## 問題文:
下のパリ滞在記の引用文から、「2008年02月15日」で始まり「大通りから路地に入ると細い道がいくつも交差し日陰が増える。」で終わる部分を、一字も変えずに書き写しなさい。「大通りから路地に入ると細い道がいくつも交差し日陰が増える。」の語句も含めること。

═══ 引用文 ═══

2008年02月15日

西方鉄塔望 〜 Magnificent and Melancholic Tower.

広場を抜けて大通りを歩いて街の中心までやって来てみても
前日とはうってかわって人気のない寂しげな風景が続いている。
東の果ての島国では考えられないほど、静かな静かな日曜日。

大通りから路地に入ると細い道がいくつも交差し日陰が増える。
まばらにしか見えない人の姿と静かに差し込む朝日の紗幕が
雲の多い空の下で連綿と並んでいて、ああここもパリなんだ、
なんとなくそう思った。



往来の人の声で目を覚ます。窓を開け放しにしていたので
少しだけ寒い。ひとまず荷物の無事を確認してから体をほぐし
階段を降りて食堂に行く。珈琲を入れようとすると、無愛想な
おばさんが朝食の時間は終わりだとぶっきらぼうに言ってきた。
朝食は九時までって言われたぞ、と言っても取り合わないので、
無視してコップ一杯のオレンジジュースを引っ掴んで一気飲み、
パンをいくつかぶんどってから再び階段を登って部屋に戻った。
おばさんが何か凄い顔をしていたが知るものか。悪いけれど俺は
他の日本人みたいに遠慮とかいうものの持ち合わせはないのさ。

強奪してきた朝食を部屋でむしゃむしゃ摂りながら、地図を片手に
予定を立てる。昼の二時には東部のバスターミナルに着かなければ
いけないので、あまり時間はない…残った時間は四時間くらいだ。
前日にブラジル人が言っていたyou must seeの教会に行きたいけど
地図で見ると結構遠いので断念。無計画travelはこういうところが
悔しいね。パリは予想以上に素敵な街なので(フランス人は皆パリに
だけは住みたくないと言うらしいが)また遊びに来なければなあ。

═══ 記録の抜粋 ═══

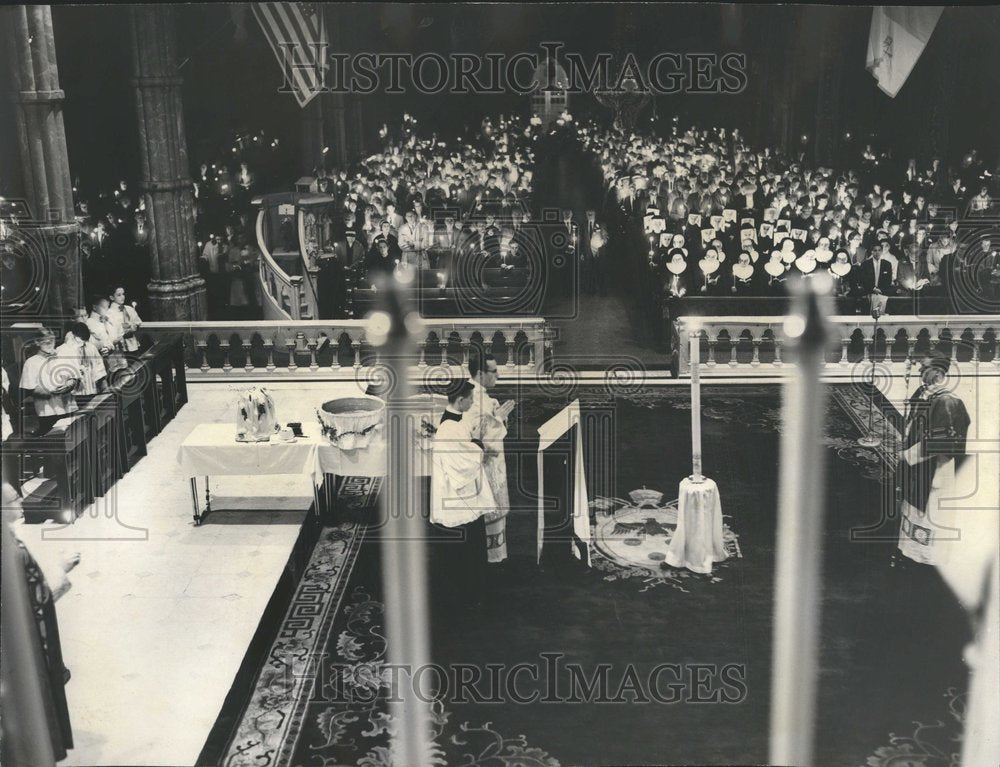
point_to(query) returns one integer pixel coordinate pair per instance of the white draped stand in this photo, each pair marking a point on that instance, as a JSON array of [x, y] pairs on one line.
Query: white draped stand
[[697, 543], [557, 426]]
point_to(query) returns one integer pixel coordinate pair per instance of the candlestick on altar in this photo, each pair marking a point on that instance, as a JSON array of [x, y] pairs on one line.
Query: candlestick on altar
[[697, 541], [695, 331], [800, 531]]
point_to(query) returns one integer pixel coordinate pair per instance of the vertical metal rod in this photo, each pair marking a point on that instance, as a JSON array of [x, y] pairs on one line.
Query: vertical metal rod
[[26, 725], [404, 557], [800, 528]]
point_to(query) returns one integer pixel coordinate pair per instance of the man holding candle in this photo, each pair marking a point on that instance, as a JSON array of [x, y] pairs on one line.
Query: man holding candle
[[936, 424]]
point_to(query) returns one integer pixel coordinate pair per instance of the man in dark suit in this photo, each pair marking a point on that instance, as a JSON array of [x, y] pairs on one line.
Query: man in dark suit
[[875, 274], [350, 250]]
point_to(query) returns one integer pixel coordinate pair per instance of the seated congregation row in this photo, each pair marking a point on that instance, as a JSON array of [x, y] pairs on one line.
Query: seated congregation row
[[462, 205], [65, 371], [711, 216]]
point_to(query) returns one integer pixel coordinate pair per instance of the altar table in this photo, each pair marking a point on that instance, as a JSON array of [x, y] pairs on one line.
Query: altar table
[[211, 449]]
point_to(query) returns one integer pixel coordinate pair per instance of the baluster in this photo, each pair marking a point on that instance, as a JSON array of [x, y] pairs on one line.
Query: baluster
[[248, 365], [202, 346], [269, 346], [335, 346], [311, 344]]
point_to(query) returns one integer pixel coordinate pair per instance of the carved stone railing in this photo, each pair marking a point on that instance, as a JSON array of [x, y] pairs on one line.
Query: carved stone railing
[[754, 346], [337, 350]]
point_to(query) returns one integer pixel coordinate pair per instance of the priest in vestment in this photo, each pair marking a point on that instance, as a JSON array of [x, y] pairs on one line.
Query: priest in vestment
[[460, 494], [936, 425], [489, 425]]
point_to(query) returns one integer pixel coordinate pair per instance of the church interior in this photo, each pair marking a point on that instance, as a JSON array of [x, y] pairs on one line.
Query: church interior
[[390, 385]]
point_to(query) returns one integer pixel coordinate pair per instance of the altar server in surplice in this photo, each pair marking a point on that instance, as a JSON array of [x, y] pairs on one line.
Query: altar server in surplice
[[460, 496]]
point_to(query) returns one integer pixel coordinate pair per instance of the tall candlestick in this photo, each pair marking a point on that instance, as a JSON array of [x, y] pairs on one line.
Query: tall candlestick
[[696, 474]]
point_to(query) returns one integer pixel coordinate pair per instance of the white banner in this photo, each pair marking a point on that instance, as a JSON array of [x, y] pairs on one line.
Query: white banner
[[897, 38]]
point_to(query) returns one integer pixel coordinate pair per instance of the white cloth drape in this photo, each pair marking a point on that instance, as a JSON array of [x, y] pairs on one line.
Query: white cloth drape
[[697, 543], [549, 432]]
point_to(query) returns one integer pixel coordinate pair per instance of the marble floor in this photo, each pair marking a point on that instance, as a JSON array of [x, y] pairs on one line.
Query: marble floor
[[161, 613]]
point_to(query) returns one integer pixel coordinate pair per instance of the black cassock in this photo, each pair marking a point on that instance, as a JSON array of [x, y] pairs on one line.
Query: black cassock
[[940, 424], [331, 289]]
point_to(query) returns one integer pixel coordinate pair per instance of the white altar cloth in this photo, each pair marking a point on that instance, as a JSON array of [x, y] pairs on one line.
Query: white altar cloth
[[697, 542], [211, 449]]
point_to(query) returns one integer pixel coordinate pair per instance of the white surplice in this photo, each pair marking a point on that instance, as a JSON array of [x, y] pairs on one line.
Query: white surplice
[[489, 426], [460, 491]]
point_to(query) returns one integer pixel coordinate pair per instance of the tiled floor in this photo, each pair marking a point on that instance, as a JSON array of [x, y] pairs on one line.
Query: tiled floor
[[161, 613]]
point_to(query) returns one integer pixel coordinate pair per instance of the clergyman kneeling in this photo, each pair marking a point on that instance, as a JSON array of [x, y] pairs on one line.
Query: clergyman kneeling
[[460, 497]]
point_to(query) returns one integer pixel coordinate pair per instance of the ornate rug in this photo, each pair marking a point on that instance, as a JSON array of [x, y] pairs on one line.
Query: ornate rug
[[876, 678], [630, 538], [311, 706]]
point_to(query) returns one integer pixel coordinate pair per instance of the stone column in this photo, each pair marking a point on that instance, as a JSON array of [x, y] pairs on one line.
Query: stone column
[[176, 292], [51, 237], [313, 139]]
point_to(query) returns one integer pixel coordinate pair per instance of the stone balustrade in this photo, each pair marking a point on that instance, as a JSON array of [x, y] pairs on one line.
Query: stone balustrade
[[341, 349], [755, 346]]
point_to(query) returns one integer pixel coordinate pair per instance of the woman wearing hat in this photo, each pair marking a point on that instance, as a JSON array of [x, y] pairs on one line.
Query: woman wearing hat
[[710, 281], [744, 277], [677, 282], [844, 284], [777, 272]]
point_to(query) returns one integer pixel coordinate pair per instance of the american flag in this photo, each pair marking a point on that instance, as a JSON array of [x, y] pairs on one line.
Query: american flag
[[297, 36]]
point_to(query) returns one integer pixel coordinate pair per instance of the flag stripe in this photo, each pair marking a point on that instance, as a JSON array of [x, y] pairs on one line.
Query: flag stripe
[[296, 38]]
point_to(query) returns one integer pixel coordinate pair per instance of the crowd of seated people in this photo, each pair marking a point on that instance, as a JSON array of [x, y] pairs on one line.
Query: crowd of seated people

═══
═══ 記録の抜粋 ═══

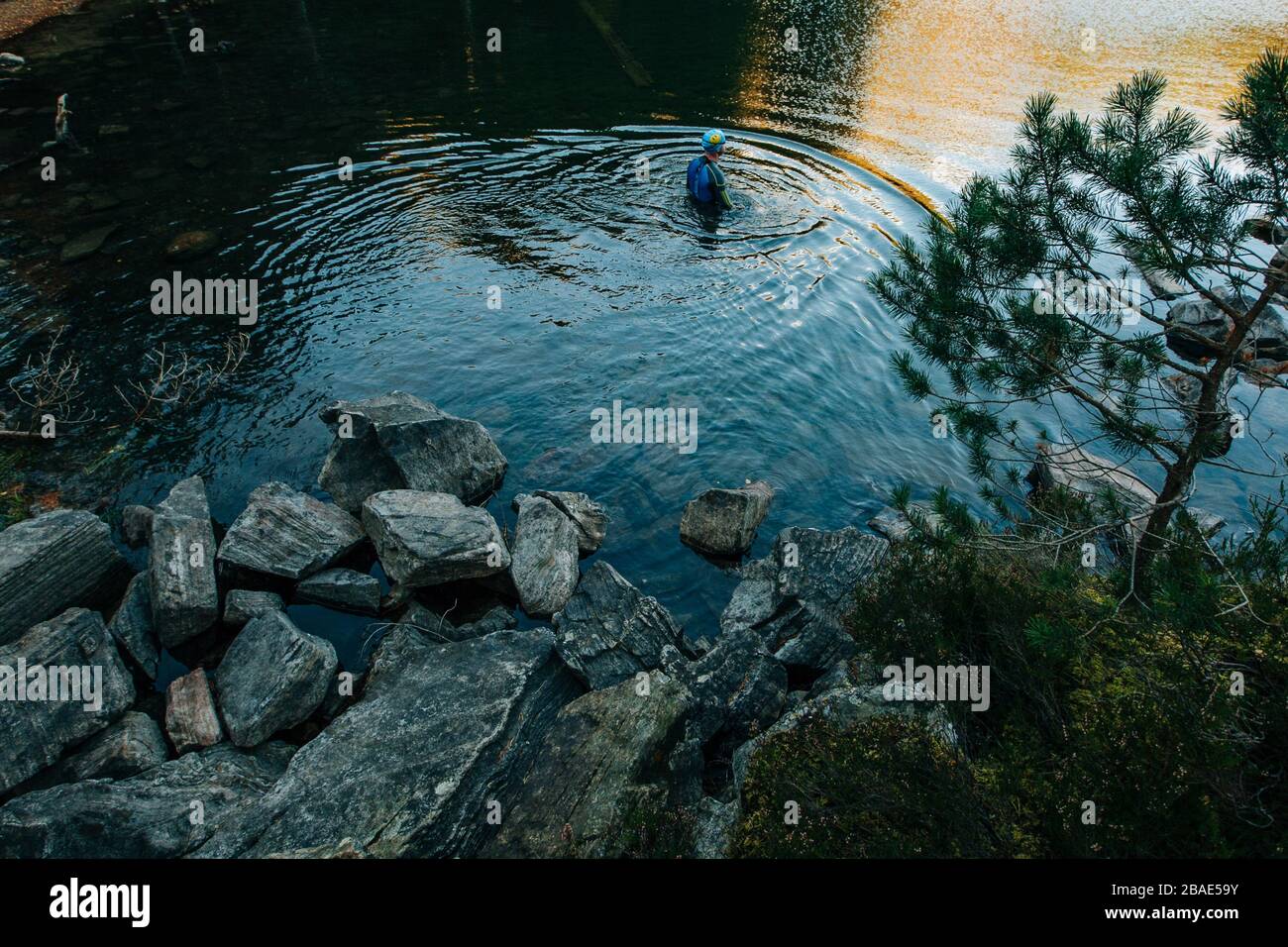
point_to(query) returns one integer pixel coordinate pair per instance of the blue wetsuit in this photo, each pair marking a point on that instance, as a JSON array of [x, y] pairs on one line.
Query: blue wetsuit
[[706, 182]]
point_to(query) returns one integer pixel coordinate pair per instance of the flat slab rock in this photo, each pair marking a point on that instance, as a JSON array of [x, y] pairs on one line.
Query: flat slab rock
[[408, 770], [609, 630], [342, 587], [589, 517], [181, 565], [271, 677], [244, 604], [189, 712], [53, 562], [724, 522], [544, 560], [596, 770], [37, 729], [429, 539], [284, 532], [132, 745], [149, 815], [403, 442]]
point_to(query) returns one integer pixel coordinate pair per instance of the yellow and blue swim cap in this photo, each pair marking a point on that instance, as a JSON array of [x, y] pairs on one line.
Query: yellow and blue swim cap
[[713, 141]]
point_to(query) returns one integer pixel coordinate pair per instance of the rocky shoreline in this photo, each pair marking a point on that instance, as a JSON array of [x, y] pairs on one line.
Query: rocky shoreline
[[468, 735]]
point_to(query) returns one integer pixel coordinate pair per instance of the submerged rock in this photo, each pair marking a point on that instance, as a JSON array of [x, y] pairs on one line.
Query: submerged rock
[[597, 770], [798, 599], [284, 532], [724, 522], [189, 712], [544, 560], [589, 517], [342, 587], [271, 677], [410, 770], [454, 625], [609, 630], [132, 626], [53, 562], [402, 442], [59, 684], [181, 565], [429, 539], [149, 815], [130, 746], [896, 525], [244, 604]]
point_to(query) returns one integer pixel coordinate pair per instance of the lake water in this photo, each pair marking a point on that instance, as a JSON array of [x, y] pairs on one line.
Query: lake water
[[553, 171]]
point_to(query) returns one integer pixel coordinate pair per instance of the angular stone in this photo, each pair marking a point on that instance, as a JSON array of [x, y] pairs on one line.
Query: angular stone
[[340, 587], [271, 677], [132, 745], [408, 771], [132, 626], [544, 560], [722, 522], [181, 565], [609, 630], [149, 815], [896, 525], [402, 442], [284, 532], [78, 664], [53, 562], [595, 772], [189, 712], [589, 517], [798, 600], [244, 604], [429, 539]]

═══

## 模範解答:
2008年02月15日

西方鉄塔望 〜 Magnificent and Melancholic Tower.

広場を抜けて大通りを歩いて街の中心までやって来てみても
前日とはうってかわって人気のない寂しげな風景が続いている。
東の果ての島国では考えられないほど、静かな静かな日曜日。

大通りから路地に入ると細い道がいくつも交差し日陰が増える。